**PROBLEM STATEMENT**
Pick out every row below that contains the word "shorts", and copy each of those rows in full.

____ WORKING DATA

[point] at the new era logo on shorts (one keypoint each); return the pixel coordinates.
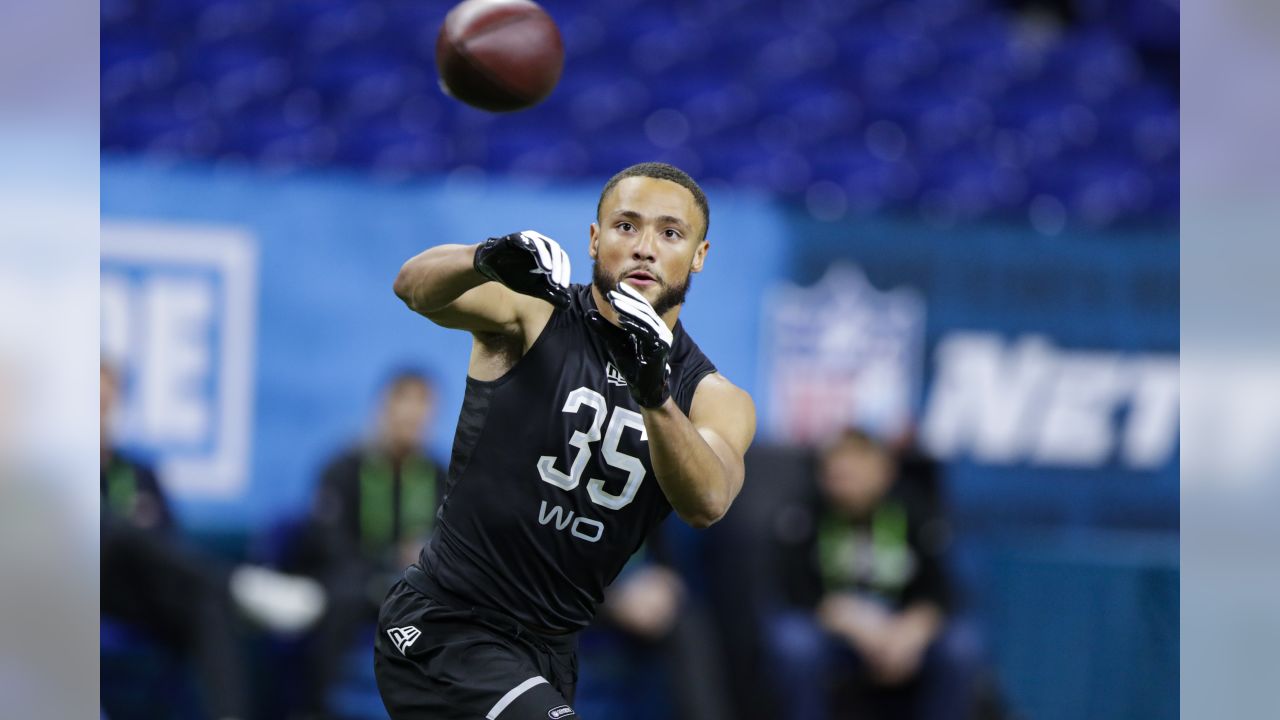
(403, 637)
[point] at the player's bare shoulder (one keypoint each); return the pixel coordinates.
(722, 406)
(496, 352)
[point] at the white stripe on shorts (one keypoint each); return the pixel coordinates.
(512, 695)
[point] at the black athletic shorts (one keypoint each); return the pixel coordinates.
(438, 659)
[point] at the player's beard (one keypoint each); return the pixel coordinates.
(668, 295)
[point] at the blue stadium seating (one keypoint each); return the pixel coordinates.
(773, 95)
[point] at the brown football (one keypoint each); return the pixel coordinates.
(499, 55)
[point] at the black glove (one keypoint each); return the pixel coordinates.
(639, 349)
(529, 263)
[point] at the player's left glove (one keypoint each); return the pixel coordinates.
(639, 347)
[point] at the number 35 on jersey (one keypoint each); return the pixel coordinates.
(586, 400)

________
____ WORKING DATA

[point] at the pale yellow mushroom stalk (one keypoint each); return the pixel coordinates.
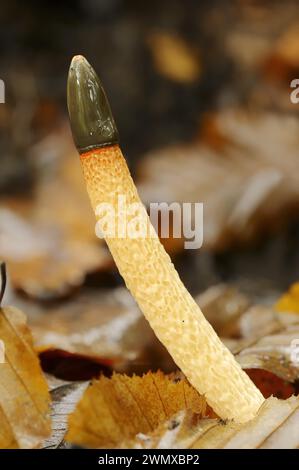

________
____ WORKING DATA

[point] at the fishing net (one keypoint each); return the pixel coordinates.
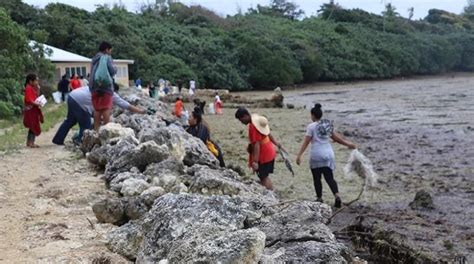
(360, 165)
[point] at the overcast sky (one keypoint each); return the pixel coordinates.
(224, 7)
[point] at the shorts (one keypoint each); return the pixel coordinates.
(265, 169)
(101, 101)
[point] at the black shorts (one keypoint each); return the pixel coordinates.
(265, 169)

________

**CORRECT RESPONSE**
[point] at the new era logo on shorts (one keypoint each); return the pixel coordinates.
[point] at the white stripe on shorts (one keypoint each); return the pixel coordinates.
[point] at the black athletic shorts (one keypoint each); return the pixel coordinates.
[point] at the shorts (one keypoint each); return the pixel coordinates.
[point] at the black shorts (one keypoint each); return the pixel coordinates.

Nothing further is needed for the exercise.